Consigna A ▸ Transcribe sin cambios las líneas de los registros que van desde su comienzo hasta la línea que contiene "box: [78, 87, 82, 100]", incluida esta última.

Fragmento del texto ▸
+++

¿En nombre de Omar o de Ali?
La movilización chií frente a la insurgencia suní resucita la amenaza de la guerra sectaria en Irak
Emad Kanani no se lo pensó dos veces cuando oyó el llamamiento de la más alta autoridad religiosa chií de Irak instando a defender la patria a aquellos con capacidad de empuñar un arma. A sus 37 años, este pequeño empresario dejó su negocio de mantenimiento de instalaciones en manos de un familiar y se presentó en la antigua base aérea de Al Muthanna, en Bagdad. Allí el Ejército recibe cada día a miles de voluntarios con los que espera reforzar sus filas para retomar el territorio conquistado por los yihadistas en el noroeste del país. Con ellos, y con las milicias a las que la fetua ha sacado de su hibernación.
Desde que el pasado 10 de junio el Estado islámico de Irak (EI) [antes llamado Estado islámico y el Levante (EIIL)] se hicieran con el control de Mosul, la segunda ciudad de Irak, el país se enfrenta a su mayor desafío tras el derribo de Sadam Husein en 2003. La estampida de las fuerzas armadas ante el avance de ese grupo yihadista y sus aliados locales hizo temer que éstos llegaran a sitiar Bagdad. Aunque finalmente los soldados parecen haber frenado la ofensiva, el incidente ha sacado a la luz la fragilidad de las estructuras nacionales justo en medio de un cambio de legislatura y de las laboriosas negociaciones para formar una nueva coalición de Gobierno.

+++

(Registros de datos guardados)

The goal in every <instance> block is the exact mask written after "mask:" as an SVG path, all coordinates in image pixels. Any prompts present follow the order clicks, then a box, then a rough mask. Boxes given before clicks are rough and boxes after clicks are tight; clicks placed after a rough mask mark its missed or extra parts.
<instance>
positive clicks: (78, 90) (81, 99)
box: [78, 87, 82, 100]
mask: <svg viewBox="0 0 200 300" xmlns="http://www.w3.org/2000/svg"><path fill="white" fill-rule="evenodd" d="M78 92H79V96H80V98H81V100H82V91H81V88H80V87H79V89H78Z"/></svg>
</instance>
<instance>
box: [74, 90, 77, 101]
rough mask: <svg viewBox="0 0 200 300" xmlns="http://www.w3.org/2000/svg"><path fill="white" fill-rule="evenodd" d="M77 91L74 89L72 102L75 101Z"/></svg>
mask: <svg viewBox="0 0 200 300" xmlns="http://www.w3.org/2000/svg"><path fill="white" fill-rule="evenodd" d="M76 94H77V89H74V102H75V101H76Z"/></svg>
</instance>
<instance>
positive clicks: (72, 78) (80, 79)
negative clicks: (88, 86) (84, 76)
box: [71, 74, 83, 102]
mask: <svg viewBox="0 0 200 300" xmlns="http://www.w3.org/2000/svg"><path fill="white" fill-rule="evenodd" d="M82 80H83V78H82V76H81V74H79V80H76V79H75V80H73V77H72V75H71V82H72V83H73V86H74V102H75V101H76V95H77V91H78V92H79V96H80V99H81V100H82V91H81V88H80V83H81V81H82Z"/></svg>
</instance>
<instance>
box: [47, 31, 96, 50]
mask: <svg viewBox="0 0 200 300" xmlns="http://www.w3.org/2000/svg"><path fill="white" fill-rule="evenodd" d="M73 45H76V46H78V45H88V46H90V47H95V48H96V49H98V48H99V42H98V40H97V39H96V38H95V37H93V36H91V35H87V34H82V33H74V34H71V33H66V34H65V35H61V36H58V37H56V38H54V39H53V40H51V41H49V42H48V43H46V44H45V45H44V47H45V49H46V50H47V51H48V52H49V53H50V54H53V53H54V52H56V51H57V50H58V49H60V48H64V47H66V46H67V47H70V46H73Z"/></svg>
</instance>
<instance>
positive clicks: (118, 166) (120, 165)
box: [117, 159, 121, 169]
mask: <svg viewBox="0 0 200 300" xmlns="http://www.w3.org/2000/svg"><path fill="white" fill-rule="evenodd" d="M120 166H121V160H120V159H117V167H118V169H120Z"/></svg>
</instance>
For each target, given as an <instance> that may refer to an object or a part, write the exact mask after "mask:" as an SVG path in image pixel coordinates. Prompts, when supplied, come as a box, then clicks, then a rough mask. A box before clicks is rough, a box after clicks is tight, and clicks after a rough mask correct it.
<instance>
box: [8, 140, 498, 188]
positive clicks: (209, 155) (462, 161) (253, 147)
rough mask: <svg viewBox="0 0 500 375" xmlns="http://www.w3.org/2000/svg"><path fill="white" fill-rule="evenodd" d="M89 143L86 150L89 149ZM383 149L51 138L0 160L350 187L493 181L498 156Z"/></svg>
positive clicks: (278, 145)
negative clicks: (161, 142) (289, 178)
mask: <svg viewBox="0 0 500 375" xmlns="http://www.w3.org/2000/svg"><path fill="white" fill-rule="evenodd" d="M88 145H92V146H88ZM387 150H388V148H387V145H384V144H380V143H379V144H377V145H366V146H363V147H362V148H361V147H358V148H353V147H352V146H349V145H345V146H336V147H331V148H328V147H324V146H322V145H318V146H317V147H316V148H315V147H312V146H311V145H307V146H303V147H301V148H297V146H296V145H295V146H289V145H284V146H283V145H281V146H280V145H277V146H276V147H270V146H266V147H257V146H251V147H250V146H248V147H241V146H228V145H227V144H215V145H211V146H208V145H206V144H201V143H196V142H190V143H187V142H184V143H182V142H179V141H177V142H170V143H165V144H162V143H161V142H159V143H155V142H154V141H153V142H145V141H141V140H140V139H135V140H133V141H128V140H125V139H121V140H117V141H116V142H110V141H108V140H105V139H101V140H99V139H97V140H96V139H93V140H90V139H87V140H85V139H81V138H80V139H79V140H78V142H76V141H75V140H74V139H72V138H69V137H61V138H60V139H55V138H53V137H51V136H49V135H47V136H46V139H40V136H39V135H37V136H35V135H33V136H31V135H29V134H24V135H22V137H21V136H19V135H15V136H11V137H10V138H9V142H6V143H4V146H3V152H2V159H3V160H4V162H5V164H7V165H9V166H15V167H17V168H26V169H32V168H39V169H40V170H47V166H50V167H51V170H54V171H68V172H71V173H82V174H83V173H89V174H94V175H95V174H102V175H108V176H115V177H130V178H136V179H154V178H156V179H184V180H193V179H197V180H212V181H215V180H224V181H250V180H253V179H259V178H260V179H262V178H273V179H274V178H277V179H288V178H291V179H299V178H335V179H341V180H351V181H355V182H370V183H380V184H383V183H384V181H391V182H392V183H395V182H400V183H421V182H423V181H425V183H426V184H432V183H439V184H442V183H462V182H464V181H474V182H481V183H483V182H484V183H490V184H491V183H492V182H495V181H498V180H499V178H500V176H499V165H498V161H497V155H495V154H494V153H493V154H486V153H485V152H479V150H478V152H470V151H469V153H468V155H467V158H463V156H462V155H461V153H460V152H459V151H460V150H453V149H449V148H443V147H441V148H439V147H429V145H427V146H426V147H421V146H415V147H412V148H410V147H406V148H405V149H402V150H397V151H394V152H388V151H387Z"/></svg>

+++

Consigna B ▸ De acuerdo con el artículo sobre la movilización chií en Irak, ¿por qué Emad Kanani dejó su negocio y se presentó en la antigua base aérea de Al Muthanna? Explícalo en una a tres oraciones.

Respuesta A ▸
The goal in every <instance> block is the exact mask written after "mask:" as an SVG path, all coordinates in image pixels. Any prompts present follow the order clicks, then a box, then a rough mask. Boxes given before clicks are rough and boxes after clicks are tight; clicks placed after a rough mask mark its missed or extra parts.
<instance>
positive clicks: (78, 90) (81, 99)
box: [78, 87, 82, 100]

Respuesta B ▸ Emad Kanani oyó el llamamiento de la más alta autoridad religiosa chií de Irak. Esa autoridad instaba a defender la patria a quienes tuvieran capacidad de empuñar un arma. Por eso dejó su negocio de mantenimiento de instalaciones en manos de un familiar y acudió a la base, donde el Ejército recibe a los voluntarios.